Entries from a pointing dataset
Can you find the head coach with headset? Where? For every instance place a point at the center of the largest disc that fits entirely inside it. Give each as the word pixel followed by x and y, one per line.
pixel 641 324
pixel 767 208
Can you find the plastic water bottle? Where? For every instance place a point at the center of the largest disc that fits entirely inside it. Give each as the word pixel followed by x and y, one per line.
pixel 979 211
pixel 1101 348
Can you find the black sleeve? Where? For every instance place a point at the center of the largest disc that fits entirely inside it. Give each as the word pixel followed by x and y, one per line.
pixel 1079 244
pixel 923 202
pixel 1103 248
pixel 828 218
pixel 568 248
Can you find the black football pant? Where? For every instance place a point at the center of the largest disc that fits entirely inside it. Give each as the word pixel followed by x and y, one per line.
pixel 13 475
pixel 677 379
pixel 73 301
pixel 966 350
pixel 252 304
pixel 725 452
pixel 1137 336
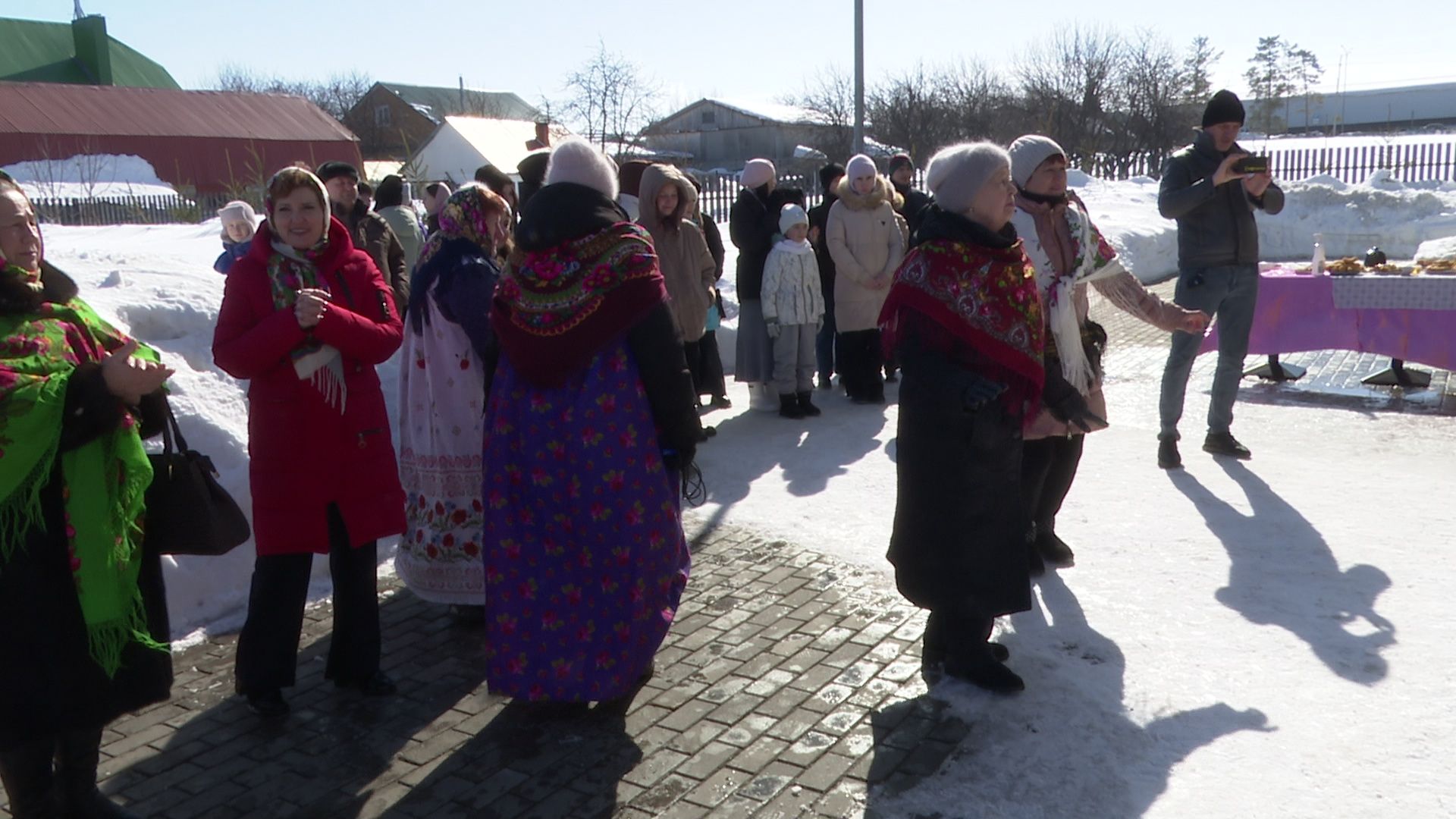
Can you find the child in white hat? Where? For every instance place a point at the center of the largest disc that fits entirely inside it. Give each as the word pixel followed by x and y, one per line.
pixel 792 312
pixel 239 222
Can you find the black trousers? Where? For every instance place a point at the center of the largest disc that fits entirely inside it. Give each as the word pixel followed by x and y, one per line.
pixel 1047 469
pixel 859 362
pixel 268 646
pixel 707 366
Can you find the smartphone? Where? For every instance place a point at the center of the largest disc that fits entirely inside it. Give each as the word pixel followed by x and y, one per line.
pixel 1253 165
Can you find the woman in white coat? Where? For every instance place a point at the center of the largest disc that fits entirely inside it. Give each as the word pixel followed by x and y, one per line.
pixel 867 245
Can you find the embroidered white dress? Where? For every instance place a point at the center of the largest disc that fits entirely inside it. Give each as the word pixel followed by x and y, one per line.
pixel 441 428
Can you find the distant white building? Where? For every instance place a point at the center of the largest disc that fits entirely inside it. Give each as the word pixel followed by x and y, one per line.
pixel 463 143
pixel 717 133
pixel 1375 110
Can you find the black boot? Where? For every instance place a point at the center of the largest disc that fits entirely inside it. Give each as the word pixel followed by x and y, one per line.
pixel 979 667
pixel 807 407
pixel 30 781
pixel 76 758
pixel 1053 548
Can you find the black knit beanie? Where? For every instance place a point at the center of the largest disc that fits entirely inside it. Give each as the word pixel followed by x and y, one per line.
pixel 829 174
pixel 1225 107
pixel 335 168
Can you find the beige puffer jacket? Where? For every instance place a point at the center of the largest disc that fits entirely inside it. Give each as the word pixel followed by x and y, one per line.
pixel 867 246
pixel 682 253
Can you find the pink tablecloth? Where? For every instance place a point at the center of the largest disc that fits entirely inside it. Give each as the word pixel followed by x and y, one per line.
pixel 1296 312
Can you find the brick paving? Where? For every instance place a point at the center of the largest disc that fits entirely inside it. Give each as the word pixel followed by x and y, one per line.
pixel 788 687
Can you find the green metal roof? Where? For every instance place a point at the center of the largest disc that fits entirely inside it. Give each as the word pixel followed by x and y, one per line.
pixel 46 53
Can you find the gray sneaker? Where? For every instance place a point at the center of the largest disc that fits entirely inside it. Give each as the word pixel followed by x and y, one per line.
pixel 1168 457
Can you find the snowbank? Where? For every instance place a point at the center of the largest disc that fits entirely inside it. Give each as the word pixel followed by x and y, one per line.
pixel 1382 210
pixel 99 177
pixel 158 283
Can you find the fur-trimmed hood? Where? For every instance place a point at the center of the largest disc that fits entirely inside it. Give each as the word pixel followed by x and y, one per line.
pixel 883 193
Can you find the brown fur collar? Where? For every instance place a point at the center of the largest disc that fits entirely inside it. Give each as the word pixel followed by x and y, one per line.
pixel 883 193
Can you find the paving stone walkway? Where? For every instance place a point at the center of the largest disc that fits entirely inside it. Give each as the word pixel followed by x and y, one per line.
pixel 788 687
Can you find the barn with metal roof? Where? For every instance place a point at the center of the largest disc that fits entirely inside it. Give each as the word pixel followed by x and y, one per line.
pixel 207 140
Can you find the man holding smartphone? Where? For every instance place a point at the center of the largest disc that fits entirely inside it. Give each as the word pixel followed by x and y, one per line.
pixel 1212 190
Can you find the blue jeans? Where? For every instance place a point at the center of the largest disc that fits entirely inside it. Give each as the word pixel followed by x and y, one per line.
pixel 1228 293
pixel 824 343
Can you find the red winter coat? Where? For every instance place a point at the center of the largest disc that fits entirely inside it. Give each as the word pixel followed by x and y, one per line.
pixel 303 453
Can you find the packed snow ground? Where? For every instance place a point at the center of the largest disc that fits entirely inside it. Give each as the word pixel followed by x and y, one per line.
pixel 1237 640
pixel 82 177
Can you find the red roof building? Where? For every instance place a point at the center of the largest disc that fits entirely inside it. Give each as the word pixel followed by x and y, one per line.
pixel 210 140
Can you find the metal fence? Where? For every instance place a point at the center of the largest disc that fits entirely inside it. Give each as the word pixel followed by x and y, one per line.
pixel 128 210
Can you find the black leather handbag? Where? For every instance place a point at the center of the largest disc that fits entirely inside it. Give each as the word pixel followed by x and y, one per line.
pixel 188 512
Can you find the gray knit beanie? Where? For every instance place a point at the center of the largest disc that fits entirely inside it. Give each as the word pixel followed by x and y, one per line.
pixel 579 161
pixel 1027 153
pixel 956 174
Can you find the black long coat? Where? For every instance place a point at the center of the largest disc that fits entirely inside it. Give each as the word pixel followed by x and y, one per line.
pixel 959 539
pixel 49 681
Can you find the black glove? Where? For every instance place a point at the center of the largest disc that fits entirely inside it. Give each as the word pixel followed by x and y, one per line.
pixel 680 458
pixel 1065 403
pixel 981 392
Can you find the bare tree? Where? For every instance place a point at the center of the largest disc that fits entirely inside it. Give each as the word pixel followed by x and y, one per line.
pixel 1069 85
pixel 1150 89
pixel 610 98
pixel 910 111
pixel 1197 69
pixel 1269 80
pixel 829 99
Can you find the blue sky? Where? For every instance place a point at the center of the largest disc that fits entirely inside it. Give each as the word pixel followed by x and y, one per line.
pixel 743 50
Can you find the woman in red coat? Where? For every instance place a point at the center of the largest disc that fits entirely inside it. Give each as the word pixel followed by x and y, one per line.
pixel 305 319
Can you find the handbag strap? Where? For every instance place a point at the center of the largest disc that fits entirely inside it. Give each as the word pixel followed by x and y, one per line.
pixel 172 439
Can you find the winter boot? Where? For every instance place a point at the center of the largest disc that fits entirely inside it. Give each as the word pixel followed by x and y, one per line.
pixel 979 667
pixel 1052 548
pixel 807 407
pixel 1168 457
pixel 30 781
pixel 76 758
pixel 1225 444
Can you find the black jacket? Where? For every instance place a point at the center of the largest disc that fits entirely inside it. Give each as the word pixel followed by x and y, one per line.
pixel 49 681
pixel 1215 223
pixel 565 212
pixel 819 219
pixel 913 207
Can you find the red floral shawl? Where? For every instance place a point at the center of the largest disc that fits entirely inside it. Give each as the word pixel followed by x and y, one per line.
pixel 983 297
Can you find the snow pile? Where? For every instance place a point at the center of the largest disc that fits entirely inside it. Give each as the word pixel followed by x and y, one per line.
pixel 1383 212
pixel 89 177
pixel 158 284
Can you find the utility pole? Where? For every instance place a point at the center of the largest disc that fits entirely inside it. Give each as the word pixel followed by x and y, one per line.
pixel 859 76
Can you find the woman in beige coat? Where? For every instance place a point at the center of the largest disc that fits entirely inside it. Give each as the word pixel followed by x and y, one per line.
pixel 666 199
pixel 867 245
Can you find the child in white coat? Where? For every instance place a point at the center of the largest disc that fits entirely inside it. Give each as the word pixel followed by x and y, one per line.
pixel 792 312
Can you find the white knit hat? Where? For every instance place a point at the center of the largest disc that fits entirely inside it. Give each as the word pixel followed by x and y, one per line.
pixel 237 209
pixel 956 174
pixel 1027 153
pixel 758 172
pixel 579 161
pixel 861 165
pixel 789 216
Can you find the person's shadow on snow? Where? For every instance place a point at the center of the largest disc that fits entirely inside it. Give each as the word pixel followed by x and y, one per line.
pixel 1283 573
pixel 811 452
pixel 1065 748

## [Task description]
Copy out the lines from the one containing "Can you find the blue sky?" through the one containing "pixel 913 207", including both of those lines.

## [Result of this exercise]
Can you find the blue sky? Where? For every instance place a point at the center of the largest disc that fits entirely inside it. Give each as the word pixel followed by x and y, one per line.
pixel 743 50
Can you find the woman in red coat? Where? For every instance place a point at the center of the largest disc that fits entirely inside it. Give each as the word pixel followed by x and y, one per line.
pixel 305 319
Can you find the handbag strap? Where? For every instance place a point at the center of the largest disc that fits entirely inside it. Give each as the word pixel followed by x and y, one per line.
pixel 172 439
Can you find the winter boot? Where? For every instance place a point at the center of the largest disc that fits entirely inside it. Give each as the word pixel followed by x and y, one per line.
pixel 979 667
pixel 1052 548
pixel 807 407
pixel 1168 457
pixel 30 781
pixel 76 758
pixel 1225 444
Can you find the black jacket? Where? For every instance place a point at the center of the largest disc that fits entirely inside it. Give each as the word pixel followed by x and y, one per line.
pixel 49 681
pixel 1215 223
pixel 565 212
pixel 819 219
pixel 913 207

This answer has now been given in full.